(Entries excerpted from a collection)

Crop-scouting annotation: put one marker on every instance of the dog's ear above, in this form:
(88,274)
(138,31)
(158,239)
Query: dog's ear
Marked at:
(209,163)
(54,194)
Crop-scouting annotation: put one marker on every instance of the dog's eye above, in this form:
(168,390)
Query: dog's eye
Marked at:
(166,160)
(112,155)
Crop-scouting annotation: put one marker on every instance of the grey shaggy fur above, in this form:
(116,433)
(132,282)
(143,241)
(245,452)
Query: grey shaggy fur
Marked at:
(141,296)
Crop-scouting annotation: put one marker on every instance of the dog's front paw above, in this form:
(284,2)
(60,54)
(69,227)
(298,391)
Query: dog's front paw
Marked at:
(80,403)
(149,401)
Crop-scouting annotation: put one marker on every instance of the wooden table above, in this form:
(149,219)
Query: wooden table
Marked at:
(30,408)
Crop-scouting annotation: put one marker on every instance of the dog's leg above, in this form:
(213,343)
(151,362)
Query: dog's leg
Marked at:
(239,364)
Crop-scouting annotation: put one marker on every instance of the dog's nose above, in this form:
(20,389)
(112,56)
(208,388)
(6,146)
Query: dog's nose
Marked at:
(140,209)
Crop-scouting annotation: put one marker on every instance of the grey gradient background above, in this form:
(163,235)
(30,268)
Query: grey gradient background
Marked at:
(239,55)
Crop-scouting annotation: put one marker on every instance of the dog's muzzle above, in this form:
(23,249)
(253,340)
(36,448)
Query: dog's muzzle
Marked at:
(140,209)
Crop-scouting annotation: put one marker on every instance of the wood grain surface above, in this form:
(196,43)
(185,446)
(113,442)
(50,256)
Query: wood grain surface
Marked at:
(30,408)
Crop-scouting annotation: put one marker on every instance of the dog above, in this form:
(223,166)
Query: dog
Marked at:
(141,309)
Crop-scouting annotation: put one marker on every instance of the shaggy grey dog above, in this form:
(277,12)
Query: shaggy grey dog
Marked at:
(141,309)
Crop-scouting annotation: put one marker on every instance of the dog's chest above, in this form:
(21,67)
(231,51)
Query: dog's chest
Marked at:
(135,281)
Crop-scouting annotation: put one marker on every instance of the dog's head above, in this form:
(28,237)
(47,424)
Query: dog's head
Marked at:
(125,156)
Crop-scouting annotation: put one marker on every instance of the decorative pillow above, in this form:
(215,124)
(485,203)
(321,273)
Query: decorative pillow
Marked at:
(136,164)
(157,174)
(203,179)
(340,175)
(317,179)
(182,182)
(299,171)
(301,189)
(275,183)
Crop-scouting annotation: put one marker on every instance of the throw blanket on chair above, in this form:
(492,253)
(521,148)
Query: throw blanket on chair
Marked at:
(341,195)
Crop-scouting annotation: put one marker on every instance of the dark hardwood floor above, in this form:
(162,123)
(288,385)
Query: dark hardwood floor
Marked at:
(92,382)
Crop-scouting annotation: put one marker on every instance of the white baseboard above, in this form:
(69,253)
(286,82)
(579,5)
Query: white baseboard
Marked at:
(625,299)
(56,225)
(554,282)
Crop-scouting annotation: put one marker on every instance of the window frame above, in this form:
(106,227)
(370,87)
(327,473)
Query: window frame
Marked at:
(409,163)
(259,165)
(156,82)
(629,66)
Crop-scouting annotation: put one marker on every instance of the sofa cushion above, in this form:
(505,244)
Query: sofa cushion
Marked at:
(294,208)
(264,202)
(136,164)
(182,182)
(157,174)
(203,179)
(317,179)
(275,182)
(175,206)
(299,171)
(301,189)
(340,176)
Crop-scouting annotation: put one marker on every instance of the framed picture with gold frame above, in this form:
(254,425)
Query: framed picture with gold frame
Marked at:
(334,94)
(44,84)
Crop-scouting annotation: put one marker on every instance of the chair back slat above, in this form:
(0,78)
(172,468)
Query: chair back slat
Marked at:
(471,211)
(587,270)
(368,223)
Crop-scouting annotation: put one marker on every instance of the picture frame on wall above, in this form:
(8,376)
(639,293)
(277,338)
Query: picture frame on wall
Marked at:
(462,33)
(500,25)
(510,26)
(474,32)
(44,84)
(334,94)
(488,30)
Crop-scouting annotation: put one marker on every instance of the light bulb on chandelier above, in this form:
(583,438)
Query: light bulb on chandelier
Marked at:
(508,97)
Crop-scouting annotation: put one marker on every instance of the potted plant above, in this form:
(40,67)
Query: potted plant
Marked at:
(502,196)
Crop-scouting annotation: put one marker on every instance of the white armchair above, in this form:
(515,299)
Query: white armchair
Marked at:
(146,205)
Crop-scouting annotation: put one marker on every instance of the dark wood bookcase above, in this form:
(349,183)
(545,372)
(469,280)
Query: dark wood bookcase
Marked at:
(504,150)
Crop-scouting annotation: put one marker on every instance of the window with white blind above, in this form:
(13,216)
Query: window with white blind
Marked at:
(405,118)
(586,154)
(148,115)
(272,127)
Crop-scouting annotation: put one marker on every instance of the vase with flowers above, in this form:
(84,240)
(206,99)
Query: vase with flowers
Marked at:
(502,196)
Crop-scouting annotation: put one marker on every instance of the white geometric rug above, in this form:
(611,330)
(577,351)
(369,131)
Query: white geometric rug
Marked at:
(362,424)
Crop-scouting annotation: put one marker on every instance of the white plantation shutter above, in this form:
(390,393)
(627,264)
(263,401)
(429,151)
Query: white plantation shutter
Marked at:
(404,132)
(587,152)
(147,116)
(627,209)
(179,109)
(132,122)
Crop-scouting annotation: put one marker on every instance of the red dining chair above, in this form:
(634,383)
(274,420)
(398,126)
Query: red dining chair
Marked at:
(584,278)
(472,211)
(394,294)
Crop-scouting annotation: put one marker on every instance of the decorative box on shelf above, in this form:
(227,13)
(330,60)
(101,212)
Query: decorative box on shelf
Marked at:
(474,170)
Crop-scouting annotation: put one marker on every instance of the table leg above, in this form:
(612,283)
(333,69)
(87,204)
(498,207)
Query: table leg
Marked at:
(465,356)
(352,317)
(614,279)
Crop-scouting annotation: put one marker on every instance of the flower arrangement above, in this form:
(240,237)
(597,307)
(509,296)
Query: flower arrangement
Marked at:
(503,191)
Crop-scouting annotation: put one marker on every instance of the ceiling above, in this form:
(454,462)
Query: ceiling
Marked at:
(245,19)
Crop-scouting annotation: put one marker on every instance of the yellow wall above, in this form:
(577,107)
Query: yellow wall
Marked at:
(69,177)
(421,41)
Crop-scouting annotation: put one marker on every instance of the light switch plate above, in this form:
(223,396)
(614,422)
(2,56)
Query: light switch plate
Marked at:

▶ _TASK BRIEF_:
Rewrite every entry above, replacing "Marked at" with "Points placed at" wherever it occurs and leaving everything else unchanged.

▶ _ANSWER FOR THE TASK_:
Crop-scouting annotation: put one marker on every instance of the dog's ear above, in this form:
(88,274)
(138,31)
(158,239)
Query: dog's ear
Points placed at:
(209,163)
(54,194)
Crop-scouting annotation: put one marker on every instance of the dog's eye above, in this form:
(168,390)
Query: dog's eye
Points placed at:
(166,160)
(112,155)
Crop-scouting annotation: put one marker on every instance of the grey shaggy fur above, in this form:
(116,433)
(132,282)
(143,241)
(245,452)
Query: grey shaggy fur
Points placed at:
(141,296)
Crop-scouting annotation: put one marker on every instance of the dog's front paw above, in this form:
(284,2)
(60,54)
(69,227)
(298,391)
Query: dog's front paw
Points placed at:
(80,403)
(149,401)
Crop-scouting annotation: put one marker on every instance of the wooden table above, in this form:
(149,219)
Query: wooden table
Points placed at:
(30,408)
Crop-scouting annotation: put one marker on every instance of the dog's leg above, in this form:
(213,343)
(151,362)
Query: dog's leg
Points placed at:
(239,364)
Crop-scouting annotation: put one marker on every instance of the dog's nose above, in this form:
(20,389)
(112,56)
(208,388)
(6,146)
Query: dog's nose
Points placed at:
(140,209)
Crop-scouting annotation: put one marker on every instance of the grey gradient background above, in this form:
(163,235)
(30,268)
Query: grey gradient background
Points placed at:
(239,55)
Crop-scouting annotation: put one marker on every instance of the dog's muzzle above, in this form:
(23,249)
(253,340)
(36,448)
Query: dog's muzzle
Points placed at:
(140,209)
Crop-scouting annotation: put one marker on every instance of the wood grain surface above, in this form:
(196,43)
(185,446)
(113,442)
(50,256)
Query: wood grain surface
Points placed at:
(30,408)
Crop-scouting annotation: put one marker on every instance of the dog above, in this form:
(223,166)
Query: dog
Points placed at:
(141,309)
Crop-scouting annotation: put one marker on every instance of the shaggy grey dog above, in this form:
(277,12)
Query: shaggy grey dog
Points placed at:
(141,309)
Crop-scouting annotation: put one marker on every instance of the dog's chest above, in this form:
(21,67)
(231,51)
Query: dog's chest
Points placed at:
(135,281)
Crop-scouting annotation: put one marker on every instance of the dog's head above, in this form:
(28,237)
(47,424)
Query: dog's head
Points placed at:
(125,156)
Crop-scouting annotation: put one marker on every instance of the decorative pillow above, in this form:
(215,124)
(485,203)
(321,273)
Query: decorative pillow
Points placed at:
(136,164)
(157,174)
(203,179)
(340,175)
(317,179)
(182,182)
(299,171)
(301,189)
(275,183)
Crop-scouting annotation: put one marker on every instance of the throw blanket on chair above, in this form:
(492,253)
(521,148)
Query: throw blanket on chair
Points placed at:
(341,195)
Crop-scouting annotation: put one marker on every instance of the dark hardwood floor above, in this form:
(162,123)
(288,385)
Query: dark hardwood floor
Points placed at:
(92,382)
Crop-scouting annotation: put one marker on every instance of the white baseboard above, in this form:
(69,253)
(286,82)
(579,5)
Query: white baseboard
Points placed at:
(625,299)
(56,225)
(554,282)
Crop-scouting annotation: put one marker on every instance of the window frame above, in this form:
(106,227)
(370,87)
(327,473)
Query: window frame
Points placed at:
(409,163)
(259,165)
(156,82)
(629,66)
Crop-scouting annotation: put one marker on every instance of the sofa cushion above, in this form:
(505,244)
Query: sofa cushion
Points placed at:
(294,208)
(264,202)
(136,164)
(182,182)
(157,174)
(203,179)
(317,179)
(275,182)
(175,206)
(299,171)
(301,189)
(340,176)
Crop-scouting annotation: put one marker on every instance of the framed picture with gold frame above, in this form:
(254,425)
Query: framed picture with gold frame
Points placed at:
(334,94)
(44,84)
Crop-scouting annotation: put one marker on every instance of the chair back slat above, in this form:
(0,78)
(172,468)
Query: chair back slat
Points placed at:
(471,211)
(587,270)
(368,223)
Crop-scouting annotation: put one marker on every instance of the picture frame on wall above, in this form:
(8,376)
(639,293)
(277,338)
Query: picture frame on wall
Points placed at:
(462,33)
(500,25)
(510,26)
(474,32)
(44,84)
(334,94)
(488,30)
Crop-scouting annotation: put one marker on every instance of the light bulb on chandelier above, in this form:
(583,438)
Query: light bulb on chandelier
Points placed at:
(508,97)
Crop-scouting annotation: put one marker on every instance of the potted plant above, in this form:
(40,67)
Query: potted plant
Points placed at:
(502,196)
Crop-scouting annotation: put one marker on every instance of the white armchair above, in this form:
(515,299)
Query: white armchair
Points placed at:
(146,205)
Crop-scouting annotation: put one marker on every instance of the dark wood bookcase above, in this form:
(349,183)
(545,372)
(469,280)
Query: dark wood bookcase
Points placed at:
(504,150)
Crop-scouting annotation: put one marker on every instance of the window with white blind above, in this form:
(13,216)
Query: window with white blind
Points placed at:
(405,118)
(586,154)
(148,115)
(272,127)
Crop-scouting annotation: put one marker on every instance of the vase with flowers above, in this form:
(84,240)
(206,99)
Query: vase with flowers
Points placed at:
(502,196)
Crop-scouting annotation: put one marker on every instance of the white geometric rug above, in this form:
(611,330)
(577,351)
(369,131)
Query: white geometric rug
Points placed at:
(362,424)
Crop-scouting annotation: put one marker on every instance of the white plantation shutter above, in this form:
(390,393)
(627,264)
(263,401)
(429,151)
Query: white plantation shutter
Points placed at:
(404,132)
(587,152)
(147,116)
(627,209)
(179,109)
(132,122)
Crop-scouting annotation: put one marker on every instance of the red dining chair above, in this form:
(634,383)
(274,420)
(398,126)
Query: red dining chair
Points placed at:
(584,278)
(472,211)
(394,294)
Crop-scouting annotation: put one marker on every instance of the decorative box on shelf above, in this form:
(227,13)
(330,60)
(101,212)
Query: decorative box on shelf
Points placed at:
(474,170)
Crop-scouting annotation: put one marker on every instance of the table leg above, in this form:
(612,283)
(333,69)
(87,204)
(498,207)
Query: table leg
Points placed at:
(465,356)
(352,317)
(614,279)
Crop-scouting annotation: put one marker on every instance of the flower arrangement above, in this form:
(240,237)
(597,307)
(509,296)
Query: flower arrangement
Points placed at:
(503,191)
Crop-scouting annotation: put one marker on every instance of the ceiling above, in this form:
(454,462)
Query: ceiling
Points placed at:
(245,19)
Crop-scouting annotation: put one marker on every instance of the yellow wall above, in this form:
(577,107)
Query: yellow wall
Points placed at:
(69,177)
(421,41)
Crop-scouting annotation: put one marker on every instance of the light switch plate above, in this form:
(223,396)
(614,422)
(2,56)
Query: light switch plate
Points placed at:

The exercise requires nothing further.